_MATERIAL PROVIDED_:

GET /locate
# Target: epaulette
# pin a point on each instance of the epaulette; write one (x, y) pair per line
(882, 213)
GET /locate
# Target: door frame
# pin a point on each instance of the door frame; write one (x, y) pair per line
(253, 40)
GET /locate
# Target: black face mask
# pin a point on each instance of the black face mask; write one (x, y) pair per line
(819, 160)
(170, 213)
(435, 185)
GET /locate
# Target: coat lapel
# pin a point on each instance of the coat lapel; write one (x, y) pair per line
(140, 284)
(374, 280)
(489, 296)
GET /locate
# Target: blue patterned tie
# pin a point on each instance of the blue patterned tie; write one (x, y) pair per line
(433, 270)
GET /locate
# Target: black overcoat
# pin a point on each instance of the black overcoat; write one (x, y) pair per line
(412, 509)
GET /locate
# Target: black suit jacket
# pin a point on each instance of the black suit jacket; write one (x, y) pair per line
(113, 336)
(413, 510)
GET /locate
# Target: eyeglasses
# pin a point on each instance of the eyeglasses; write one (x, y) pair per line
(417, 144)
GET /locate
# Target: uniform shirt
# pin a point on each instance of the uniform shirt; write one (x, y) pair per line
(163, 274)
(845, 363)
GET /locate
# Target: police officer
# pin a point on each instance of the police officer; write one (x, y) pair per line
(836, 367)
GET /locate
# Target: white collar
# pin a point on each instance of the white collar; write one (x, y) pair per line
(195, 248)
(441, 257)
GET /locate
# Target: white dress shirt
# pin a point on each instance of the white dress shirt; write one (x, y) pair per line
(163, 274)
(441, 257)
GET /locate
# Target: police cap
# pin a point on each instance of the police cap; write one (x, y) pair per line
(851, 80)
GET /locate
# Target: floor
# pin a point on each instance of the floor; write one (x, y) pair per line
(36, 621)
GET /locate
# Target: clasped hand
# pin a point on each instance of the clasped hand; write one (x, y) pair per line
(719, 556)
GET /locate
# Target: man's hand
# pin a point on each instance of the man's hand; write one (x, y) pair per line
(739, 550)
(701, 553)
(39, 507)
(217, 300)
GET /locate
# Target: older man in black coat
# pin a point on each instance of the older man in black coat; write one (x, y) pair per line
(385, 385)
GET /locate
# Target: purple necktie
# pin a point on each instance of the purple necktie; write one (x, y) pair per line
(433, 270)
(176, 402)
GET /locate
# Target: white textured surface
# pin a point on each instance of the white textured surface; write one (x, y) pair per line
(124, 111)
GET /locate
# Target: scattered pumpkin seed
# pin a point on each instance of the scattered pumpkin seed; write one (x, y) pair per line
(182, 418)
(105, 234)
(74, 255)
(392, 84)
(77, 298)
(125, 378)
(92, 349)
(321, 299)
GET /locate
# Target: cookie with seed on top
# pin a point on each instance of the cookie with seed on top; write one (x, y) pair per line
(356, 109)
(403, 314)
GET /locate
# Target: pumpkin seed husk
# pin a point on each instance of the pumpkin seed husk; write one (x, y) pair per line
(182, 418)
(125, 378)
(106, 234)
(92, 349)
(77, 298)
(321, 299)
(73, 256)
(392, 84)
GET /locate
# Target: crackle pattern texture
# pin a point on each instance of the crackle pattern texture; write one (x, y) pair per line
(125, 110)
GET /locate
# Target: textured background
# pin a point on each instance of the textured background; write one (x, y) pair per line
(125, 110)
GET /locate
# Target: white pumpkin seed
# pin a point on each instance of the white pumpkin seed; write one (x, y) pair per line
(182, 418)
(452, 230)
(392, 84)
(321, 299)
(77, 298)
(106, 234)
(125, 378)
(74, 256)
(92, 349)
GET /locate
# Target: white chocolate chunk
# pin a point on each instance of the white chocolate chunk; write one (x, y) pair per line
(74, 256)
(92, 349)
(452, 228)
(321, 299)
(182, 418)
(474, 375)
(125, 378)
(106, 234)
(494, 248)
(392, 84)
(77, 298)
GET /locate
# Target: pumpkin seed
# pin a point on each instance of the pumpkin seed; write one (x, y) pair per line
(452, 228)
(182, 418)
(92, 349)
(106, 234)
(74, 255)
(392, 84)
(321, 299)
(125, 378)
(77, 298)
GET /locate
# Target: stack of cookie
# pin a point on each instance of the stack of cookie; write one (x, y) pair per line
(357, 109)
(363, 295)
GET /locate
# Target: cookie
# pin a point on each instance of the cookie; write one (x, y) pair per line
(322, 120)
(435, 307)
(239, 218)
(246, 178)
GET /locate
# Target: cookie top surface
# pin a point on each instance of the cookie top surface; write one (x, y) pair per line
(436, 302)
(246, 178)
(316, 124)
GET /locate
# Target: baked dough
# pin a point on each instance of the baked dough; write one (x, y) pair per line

_INSTRUCTIONS FOR THE TASK_:
Report how many lines of the records above contain the string "blue", counting only matches with the same case. Give the number alone.

_IN RESPONSE_:
2